**Problem to solve**
Echo everything from the line containing "the car windshield?" down to the line containing "[111,51,268,123]", both included, reproducing each line verbatim.

**Records provided**
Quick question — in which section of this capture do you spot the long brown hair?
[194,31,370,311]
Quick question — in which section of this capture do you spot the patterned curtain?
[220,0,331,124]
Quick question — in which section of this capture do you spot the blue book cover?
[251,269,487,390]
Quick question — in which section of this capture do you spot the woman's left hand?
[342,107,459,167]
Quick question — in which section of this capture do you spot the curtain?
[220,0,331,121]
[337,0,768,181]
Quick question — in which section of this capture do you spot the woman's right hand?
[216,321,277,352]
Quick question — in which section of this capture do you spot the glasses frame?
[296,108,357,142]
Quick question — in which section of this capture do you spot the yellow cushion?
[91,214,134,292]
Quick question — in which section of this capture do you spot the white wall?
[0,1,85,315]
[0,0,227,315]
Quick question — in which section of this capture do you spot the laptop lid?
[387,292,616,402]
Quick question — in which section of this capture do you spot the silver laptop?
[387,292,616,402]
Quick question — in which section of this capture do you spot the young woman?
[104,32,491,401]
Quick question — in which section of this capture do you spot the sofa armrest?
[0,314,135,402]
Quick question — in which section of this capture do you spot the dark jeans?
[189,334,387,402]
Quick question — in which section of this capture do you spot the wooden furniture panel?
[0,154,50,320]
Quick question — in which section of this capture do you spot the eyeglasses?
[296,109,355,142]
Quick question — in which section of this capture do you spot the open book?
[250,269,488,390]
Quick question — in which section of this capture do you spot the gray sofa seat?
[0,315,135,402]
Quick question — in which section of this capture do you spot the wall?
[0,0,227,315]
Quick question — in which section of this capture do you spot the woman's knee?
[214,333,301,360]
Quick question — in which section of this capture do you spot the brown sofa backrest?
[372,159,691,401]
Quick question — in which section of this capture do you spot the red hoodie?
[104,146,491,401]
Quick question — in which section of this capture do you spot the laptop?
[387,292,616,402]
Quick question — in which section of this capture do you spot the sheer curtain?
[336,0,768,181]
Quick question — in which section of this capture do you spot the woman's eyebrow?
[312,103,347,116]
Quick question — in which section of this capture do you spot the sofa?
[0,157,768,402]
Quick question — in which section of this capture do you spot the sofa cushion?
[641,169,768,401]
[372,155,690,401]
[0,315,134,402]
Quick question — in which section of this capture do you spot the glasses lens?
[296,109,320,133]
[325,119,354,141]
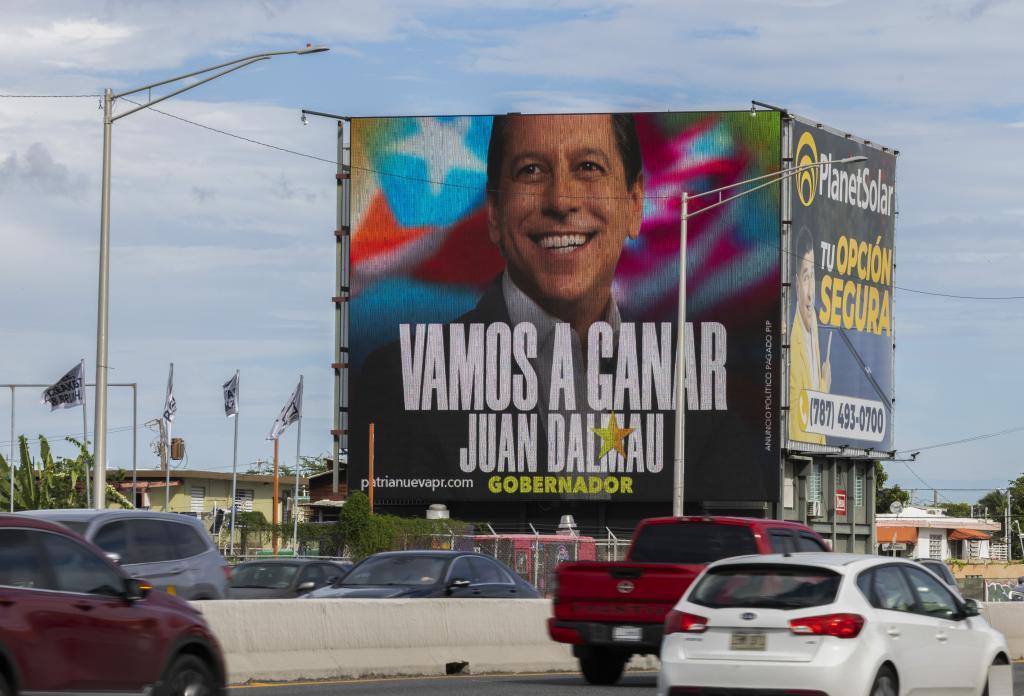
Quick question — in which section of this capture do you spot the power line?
[66,94,1024,301]
[121,97,338,166]
[893,285,1024,300]
[896,426,1024,453]
[0,94,103,99]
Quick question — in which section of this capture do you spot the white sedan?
[657,553,1010,696]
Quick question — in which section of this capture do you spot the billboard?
[348,112,781,503]
[786,121,896,450]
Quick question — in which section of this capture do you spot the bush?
[338,491,472,561]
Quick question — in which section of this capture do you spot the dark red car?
[548,517,829,685]
[0,515,224,696]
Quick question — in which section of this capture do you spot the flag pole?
[161,362,177,512]
[270,435,281,556]
[7,385,14,514]
[292,375,302,556]
[227,369,242,556]
[80,357,91,508]
[368,423,374,515]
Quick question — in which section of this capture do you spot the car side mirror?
[964,600,981,618]
[445,577,470,595]
[125,577,153,602]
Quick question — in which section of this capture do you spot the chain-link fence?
[217,523,630,596]
[398,533,629,596]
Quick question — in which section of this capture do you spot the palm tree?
[0,435,132,511]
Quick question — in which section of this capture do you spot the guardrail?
[194,599,578,684]
[980,602,1024,660]
[194,599,1024,684]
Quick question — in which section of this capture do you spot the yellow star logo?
[591,414,634,461]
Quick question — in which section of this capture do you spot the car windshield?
[231,563,299,590]
[341,556,447,586]
[689,564,842,609]
[630,522,758,565]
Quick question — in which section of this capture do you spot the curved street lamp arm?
[114,48,312,103]
[689,155,867,200]
[686,155,867,219]
[111,51,268,123]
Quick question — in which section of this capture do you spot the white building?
[874,507,999,561]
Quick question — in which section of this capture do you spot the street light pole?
[92,44,331,510]
[672,155,867,517]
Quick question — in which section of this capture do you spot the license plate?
[611,626,643,643]
[729,632,765,650]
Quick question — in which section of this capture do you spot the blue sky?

**Final result**
Quick question — in which section of this capture do you spot the car windshield?
[231,563,299,590]
[341,556,447,586]
[689,564,842,609]
[630,522,758,565]
Quick question — in which section of this capture do you spot the curved street lamp arm?
[114,48,312,103]
[689,155,867,200]
[686,155,867,219]
[111,51,268,123]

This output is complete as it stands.